»»

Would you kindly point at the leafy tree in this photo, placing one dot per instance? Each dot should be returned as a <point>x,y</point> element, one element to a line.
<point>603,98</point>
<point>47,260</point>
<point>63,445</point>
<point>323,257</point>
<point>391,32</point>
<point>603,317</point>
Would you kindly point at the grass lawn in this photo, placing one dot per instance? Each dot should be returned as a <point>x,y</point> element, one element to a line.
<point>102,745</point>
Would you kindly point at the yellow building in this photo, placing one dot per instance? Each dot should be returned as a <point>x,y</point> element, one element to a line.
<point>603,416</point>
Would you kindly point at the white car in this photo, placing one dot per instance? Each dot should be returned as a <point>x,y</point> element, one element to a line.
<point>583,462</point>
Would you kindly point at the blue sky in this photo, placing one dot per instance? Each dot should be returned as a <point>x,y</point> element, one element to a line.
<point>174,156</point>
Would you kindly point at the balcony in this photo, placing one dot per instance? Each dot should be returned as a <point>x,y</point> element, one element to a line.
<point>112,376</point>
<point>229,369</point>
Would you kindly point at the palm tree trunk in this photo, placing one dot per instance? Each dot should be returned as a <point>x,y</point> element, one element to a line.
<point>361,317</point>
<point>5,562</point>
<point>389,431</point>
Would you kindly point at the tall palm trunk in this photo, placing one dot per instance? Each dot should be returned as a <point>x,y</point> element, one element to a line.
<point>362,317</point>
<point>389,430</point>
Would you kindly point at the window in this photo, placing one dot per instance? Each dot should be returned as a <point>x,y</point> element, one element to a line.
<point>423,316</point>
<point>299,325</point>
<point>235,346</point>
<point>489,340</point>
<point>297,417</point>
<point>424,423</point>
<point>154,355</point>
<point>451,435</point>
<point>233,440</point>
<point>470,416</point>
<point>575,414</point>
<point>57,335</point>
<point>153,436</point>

««
»»

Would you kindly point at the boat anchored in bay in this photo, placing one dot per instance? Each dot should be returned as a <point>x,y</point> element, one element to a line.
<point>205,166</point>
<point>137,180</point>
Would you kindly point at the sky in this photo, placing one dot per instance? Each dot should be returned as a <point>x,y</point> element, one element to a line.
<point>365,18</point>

««

**Work to be completed:**
Write out the records from the line with "Would you kindly point at the window" to the line with "<point>153,436</point>", both of those lines included, exactly as they appear.

**Output below:**
Would you kindly point at the window in this photo, placing one dot per instance? Each dot should be returned as a <point>x,y</point> element, one element to a line.
<point>423,316</point>
<point>299,325</point>
<point>235,346</point>
<point>489,340</point>
<point>297,417</point>
<point>424,423</point>
<point>154,355</point>
<point>451,435</point>
<point>233,440</point>
<point>470,416</point>
<point>575,414</point>
<point>57,335</point>
<point>153,436</point>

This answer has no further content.